Everything You Ever Needed to Know About the Great Lakes in 14 Paragraphs

Over at the NewYork Review of Books, Howard French captures the history of everything you need to know about contemporary Great Lakes politics  in a review of recent books by heavyweight Central African scholars Gerard Prunier, Rene Lemarchard and Thomas Turner. French’s article, ‘Kagame’s Hidden War in the Congo,’ is, well, not so keen on the current Rwandan regime. Apparently, the scholars concur:

In all three (books), the Kagame regime, and its allies in Central Africa, are portrayed not as heroes but rather as opportunists who use moral arguments to advance economic interests. And their supporters in the United States and Western Europe emerge as alternately complicit, gullible, or simply confused. For their part in bringing intractable conflict to a region that had known very little armed violence for nearly thirty years, all the parties—so these books argue—deserve blame, including the United States.

_Exercise goal_
From the Great Lakes politics piece, extract word for word the part that opens with the words containing "In all three" and closes with "the United States.".

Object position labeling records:
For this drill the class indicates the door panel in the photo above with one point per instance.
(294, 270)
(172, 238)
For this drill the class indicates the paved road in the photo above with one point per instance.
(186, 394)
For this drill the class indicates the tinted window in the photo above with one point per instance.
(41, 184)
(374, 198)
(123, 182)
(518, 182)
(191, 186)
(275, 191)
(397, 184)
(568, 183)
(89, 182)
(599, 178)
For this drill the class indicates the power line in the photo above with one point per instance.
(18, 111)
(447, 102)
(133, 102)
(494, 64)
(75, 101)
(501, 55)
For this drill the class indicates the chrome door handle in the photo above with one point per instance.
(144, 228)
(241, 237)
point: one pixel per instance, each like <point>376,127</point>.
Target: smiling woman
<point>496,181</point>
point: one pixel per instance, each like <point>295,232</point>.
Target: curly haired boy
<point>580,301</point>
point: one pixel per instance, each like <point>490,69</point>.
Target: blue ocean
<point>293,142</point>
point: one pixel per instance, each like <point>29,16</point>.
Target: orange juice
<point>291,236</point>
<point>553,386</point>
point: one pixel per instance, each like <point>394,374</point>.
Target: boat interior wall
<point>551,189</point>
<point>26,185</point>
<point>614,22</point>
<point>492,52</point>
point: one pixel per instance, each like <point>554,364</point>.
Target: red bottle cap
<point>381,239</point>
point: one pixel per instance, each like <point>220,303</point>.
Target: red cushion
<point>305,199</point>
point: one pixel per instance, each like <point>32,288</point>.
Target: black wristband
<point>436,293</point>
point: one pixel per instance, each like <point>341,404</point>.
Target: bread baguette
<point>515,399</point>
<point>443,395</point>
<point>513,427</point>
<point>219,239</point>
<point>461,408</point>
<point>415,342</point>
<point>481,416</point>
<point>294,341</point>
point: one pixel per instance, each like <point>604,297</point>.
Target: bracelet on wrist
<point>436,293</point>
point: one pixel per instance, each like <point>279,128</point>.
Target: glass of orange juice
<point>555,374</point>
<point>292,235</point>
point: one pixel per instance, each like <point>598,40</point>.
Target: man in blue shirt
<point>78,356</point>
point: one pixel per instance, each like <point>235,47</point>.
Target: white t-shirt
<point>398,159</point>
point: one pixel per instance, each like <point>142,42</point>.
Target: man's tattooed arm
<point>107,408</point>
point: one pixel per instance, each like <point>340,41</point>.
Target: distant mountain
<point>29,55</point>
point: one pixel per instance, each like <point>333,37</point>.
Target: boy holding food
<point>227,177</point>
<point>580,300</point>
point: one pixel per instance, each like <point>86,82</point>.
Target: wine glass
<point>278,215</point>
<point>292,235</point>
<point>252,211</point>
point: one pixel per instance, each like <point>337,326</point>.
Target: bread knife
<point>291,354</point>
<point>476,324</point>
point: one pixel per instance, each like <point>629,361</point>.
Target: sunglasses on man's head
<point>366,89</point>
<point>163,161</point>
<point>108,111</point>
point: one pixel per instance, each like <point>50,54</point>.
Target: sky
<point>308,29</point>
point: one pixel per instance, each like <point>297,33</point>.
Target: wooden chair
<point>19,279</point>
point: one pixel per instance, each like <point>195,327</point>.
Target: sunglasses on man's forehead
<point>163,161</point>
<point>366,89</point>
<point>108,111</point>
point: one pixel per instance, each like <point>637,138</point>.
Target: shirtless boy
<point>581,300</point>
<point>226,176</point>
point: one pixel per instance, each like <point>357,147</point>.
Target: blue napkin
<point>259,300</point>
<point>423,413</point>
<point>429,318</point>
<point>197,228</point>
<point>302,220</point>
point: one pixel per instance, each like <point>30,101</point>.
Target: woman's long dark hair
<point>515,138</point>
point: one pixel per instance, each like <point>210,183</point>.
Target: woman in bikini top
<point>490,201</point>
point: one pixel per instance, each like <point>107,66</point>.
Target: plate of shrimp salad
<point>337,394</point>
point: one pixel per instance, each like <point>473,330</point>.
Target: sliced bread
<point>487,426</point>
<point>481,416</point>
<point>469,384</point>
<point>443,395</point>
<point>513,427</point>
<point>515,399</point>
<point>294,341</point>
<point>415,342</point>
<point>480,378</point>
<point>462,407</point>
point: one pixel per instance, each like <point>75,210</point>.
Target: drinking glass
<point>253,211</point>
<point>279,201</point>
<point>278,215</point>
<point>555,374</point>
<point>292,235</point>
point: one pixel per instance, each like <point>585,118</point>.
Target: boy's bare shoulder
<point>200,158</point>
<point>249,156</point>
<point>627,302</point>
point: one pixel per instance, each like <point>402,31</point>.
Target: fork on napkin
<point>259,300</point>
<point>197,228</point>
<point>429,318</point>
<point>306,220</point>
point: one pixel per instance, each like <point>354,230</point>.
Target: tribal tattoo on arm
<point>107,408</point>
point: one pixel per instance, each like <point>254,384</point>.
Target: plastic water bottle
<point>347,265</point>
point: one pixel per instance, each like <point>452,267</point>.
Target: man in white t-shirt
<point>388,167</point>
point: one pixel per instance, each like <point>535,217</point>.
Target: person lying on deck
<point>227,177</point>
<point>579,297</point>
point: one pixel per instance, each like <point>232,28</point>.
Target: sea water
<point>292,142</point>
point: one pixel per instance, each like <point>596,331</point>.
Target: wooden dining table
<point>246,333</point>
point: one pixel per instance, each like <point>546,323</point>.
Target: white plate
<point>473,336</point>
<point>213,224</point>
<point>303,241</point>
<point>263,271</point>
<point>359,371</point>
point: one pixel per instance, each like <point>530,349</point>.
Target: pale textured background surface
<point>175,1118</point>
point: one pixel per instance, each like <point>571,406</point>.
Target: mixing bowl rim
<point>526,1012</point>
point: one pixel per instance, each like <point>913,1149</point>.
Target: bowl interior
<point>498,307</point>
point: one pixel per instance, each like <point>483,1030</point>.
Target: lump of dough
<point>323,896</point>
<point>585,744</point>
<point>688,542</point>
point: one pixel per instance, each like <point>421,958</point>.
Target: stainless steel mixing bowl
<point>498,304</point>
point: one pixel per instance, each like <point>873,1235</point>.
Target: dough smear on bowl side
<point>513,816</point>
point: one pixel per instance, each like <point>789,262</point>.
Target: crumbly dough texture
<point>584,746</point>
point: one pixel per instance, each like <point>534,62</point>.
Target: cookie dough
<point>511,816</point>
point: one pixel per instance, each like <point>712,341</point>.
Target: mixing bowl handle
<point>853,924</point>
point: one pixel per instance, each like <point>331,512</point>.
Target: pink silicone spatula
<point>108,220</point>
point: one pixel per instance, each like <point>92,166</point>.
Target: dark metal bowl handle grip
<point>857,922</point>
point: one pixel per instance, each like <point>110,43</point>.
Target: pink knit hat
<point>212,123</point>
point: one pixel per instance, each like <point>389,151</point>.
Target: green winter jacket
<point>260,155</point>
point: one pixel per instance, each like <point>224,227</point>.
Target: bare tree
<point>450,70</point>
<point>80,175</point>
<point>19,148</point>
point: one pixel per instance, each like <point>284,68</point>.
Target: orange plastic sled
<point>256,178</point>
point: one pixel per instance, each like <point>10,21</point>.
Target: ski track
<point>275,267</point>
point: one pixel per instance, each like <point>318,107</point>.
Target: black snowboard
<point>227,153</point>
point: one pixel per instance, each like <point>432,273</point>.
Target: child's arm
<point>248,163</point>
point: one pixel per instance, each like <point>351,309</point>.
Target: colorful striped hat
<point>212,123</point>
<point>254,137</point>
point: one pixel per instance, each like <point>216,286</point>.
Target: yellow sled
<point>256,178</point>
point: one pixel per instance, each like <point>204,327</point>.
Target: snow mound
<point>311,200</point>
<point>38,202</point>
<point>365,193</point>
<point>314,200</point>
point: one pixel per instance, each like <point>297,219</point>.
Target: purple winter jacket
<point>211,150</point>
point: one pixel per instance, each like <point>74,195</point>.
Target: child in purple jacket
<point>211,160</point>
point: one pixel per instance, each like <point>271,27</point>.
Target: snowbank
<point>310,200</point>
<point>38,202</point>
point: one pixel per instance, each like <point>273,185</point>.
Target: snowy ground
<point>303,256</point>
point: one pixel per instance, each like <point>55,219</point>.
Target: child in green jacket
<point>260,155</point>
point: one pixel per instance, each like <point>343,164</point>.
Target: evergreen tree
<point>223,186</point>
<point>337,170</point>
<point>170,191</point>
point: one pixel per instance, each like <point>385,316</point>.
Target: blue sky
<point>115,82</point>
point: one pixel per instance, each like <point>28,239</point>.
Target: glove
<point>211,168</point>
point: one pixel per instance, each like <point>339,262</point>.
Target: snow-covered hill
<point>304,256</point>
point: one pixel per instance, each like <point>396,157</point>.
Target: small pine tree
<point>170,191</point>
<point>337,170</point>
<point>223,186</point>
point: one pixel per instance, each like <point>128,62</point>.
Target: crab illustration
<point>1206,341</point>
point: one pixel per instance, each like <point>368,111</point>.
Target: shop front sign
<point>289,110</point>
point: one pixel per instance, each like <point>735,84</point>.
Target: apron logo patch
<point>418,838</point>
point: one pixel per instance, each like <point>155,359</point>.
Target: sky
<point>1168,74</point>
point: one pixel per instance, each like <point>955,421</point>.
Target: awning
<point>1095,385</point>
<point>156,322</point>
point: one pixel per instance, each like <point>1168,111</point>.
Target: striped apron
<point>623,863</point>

_Worked answer_
In all three (books), the Kagame regime, and its allies in Central Africa, are portrayed not as heroes but rather as opportunists who use moral arguments to advance economic interests. And their supporters in the United States and Western Europe emerge as alternately complicit, gullible, or simply confused. For their part in bringing intractable conflict to a region that had known very little armed violence for nearly thirty years, all the parties—so these books argue—deserve blame, including the United States.